Repeat the listing in full, preserving every character.

━━━━

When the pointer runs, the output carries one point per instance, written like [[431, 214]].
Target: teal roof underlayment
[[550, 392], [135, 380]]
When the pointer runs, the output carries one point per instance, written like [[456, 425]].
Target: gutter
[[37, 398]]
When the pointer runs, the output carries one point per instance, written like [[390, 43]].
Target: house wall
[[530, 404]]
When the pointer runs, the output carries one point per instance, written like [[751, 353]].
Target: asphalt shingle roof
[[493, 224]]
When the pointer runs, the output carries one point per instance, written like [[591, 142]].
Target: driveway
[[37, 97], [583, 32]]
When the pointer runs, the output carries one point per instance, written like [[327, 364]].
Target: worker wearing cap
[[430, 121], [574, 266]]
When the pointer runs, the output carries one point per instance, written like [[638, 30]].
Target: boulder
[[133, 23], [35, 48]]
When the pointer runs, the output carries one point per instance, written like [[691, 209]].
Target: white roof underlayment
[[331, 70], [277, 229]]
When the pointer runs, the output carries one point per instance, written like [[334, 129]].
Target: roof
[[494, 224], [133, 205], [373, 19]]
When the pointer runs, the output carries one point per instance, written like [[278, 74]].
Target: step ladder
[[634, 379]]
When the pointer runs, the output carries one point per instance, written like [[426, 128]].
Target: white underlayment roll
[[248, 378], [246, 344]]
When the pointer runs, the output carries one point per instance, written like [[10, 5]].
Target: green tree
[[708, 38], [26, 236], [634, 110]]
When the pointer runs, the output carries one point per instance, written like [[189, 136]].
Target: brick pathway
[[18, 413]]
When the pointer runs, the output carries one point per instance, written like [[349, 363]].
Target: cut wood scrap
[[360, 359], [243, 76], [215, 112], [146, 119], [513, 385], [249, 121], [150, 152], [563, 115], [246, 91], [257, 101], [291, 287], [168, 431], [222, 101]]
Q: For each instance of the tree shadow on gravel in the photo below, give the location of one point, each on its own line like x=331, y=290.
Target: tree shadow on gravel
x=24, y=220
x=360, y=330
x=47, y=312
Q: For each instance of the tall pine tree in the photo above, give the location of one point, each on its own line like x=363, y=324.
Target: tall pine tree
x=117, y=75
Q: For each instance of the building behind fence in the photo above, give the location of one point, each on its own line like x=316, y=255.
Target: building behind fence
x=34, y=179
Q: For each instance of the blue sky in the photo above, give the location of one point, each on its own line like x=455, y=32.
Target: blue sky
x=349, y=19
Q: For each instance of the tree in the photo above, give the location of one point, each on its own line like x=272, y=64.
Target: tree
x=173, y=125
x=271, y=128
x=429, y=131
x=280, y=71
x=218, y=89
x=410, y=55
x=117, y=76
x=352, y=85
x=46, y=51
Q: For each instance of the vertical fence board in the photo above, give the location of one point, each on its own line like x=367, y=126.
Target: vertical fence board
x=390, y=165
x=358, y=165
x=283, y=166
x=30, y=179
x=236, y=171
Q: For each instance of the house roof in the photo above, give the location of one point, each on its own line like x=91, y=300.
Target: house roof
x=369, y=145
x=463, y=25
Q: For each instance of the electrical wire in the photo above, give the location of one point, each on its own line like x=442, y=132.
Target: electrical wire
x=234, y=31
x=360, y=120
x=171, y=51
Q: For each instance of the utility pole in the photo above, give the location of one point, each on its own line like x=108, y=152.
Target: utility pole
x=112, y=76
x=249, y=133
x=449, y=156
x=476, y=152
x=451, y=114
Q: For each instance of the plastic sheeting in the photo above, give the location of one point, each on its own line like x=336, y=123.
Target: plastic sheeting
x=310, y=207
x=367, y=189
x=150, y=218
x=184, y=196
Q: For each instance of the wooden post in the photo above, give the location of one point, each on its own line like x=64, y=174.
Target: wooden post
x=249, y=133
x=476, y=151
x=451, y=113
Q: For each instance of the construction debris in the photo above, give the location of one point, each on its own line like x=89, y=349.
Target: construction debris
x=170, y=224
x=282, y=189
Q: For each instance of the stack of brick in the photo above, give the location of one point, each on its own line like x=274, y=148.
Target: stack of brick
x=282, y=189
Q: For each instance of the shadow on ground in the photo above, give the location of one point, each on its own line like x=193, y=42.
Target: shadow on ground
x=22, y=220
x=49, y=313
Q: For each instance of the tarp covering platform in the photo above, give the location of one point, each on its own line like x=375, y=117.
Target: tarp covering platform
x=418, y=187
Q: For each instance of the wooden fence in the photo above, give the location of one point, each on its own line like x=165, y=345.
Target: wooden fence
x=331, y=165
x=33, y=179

━━━━

* **Answer space**:
When the pointer runs, the output carries one point per instance, written like [[431, 214]].
Target: teal roof underlayment
[[550, 392], [135, 380]]
When the pointer runs, the output carries one point per instance, written like [[456, 425]].
Target: gutter
[[37, 398]]
When the pointer runs, the output carries one point per instance, written like [[390, 43]].
Target: house wall
[[530, 404]]
When the pointer runs, the output carries one point per instance, written like [[751, 353]].
Target: asphalt shingle roof
[[493, 224]]
When the pointer runs, the output carries one point per instance, written like [[591, 142]].
Target: driveway
[[37, 97], [583, 32]]
When the pointer runs, the output carries one point per instance, written like [[327, 364]].
Target: worker wearing cap
[[430, 121], [574, 266]]
When the pointer runs, the output carries one point per instance, written like [[638, 30]].
Target: boulder
[[133, 23], [35, 48]]
When the pointer runs, the output carries one point per instance, written like [[691, 209]].
Target: white roof underlayment
[[331, 70], [277, 229]]
When the pointer runs, the output carries one point per instance, written like [[334, 129]].
Target: roof
[[494, 224], [133, 205], [373, 19]]
When the pointer runs, the output carries one point per instance, written like [[278, 74]].
Target: step ladder
[[634, 379]]
When the pointer runs, the output carries one point per instance, written like [[426, 128]].
Target: white underlayment roll
[[248, 378], [246, 344]]
When the pointer runs, the output carries one point per instance, written like [[10, 5]].
Target: green tree
[[708, 38], [26, 236], [634, 110]]
When the pointer runs, the output carries one point per instance, written like [[189, 136]].
Target: brick pathway
[[18, 413]]
When the pointer runs, the output carries one point per instance, written like [[349, 363]].
Target: cut wood scrap
[[360, 359], [243, 76], [215, 112], [146, 119], [513, 385], [249, 121], [150, 152], [563, 115], [246, 91], [257, 101], [291, 287], [168, 431], [222, 101]]
Q: For each instance of the tree shadow on gravel in the photo below, give the location of one point, each on its own line like x=331, y=290.
Target: tree shadow on gravel
x=24, y=220
x=360, y=330
x=47, y=312
Q: For each instance of the tall pine tree in the photo above, give the location of one point, each on its own line like x=363, y=324.
Target: tall pine tree
x=117, y=75
Q: For each instance of the building behind fence in the photo above, give the location of one point, each on its own line like x=316, y=255.
Target: building behind fence
x=34, y=179
Q: For each instance of the blue sky in the photo above, give the location of one point, each on its own line like x=455, y=32.
Target: blue sky
x=349, y=19
Q: For each instance of the tree in the photo above, give the location of one point, each on its own line like x=272, y=64.
Target: tree
x=173, y=125
x=271, y=128
x=429, y=131
x=280, y=71
x=218, y=89
x=410, y=55
x=117, y=76
x=352, y=85
x=46, y=51
Q: For each instance of the vertical fence board in the photo above, give the location of one point, each on its own line like x=367, y=126.
Target: vertical fence board
x=390, y=165
x=358, y=165
x=283, y=166
x=30, y=179
x=236, y=171
Q: For each instance of the house roof in the photo above, give the location of one point, each on its own line like x=91, y=300.
Target: house roof
x=369, y=145
x=463, y=25
Q: For each instance of the electrical wire in the photo above, give the location of one point, each on its own line like x=442, y=132.
Target: electrical wire
x=234, y=31
x=360, y=120
x=171, y=51
Q: For each instance of the utility pole in the photo above, give the location of one point, each on its own line like x=108, y=152.
Target: utility pole
x=112, y=76
x=249, y=133
x=449, y=156
x=476, y=152
x=451, y=114
Q: For each instance of the plastic sheeting in the photo above, give the location of one point, each on its own line like x=336, y=123.
Target: plastic sheeting
x=310, y=207
x=367, y=189
x=150, y=218
x=184, y=196
Q: For each instance of the wooden post in the photo above, give the location of one point, each on its own line like x=64, y=174.
Target: wooden post
x=249, y=133
x=476, y=151
x=451, y=113
Q: For each instance of the construction debris in the photo above, give the location of one point, each on its own line like x=89, y=349.
Target: construction debris
x=170, y=224
x=282, y=189
Q: For each instance of the stack of brick in the photo above, give the location of one point, each on its own line like x=274, y=148.
Target: stack of brick
x=282, y=189
Q: For each instance of the shadow on ground in the photo above, give the location of one point, each on its own line like x=193, y=42.
Target: shadow on ground
x=22, y=220
x=49, y=313
Q: For each instance of the tarp covering platform in the photo above, give the location of one point, each on its own line like x=375, y=117.
Target: tarp covering platform
x=418, y=187
Q: For each instance of the wooden fence in the photo above, give the location of one point, each on its own line like x=165, y=345.
Target: wooden fence
x=331, y=165
x=33, y=179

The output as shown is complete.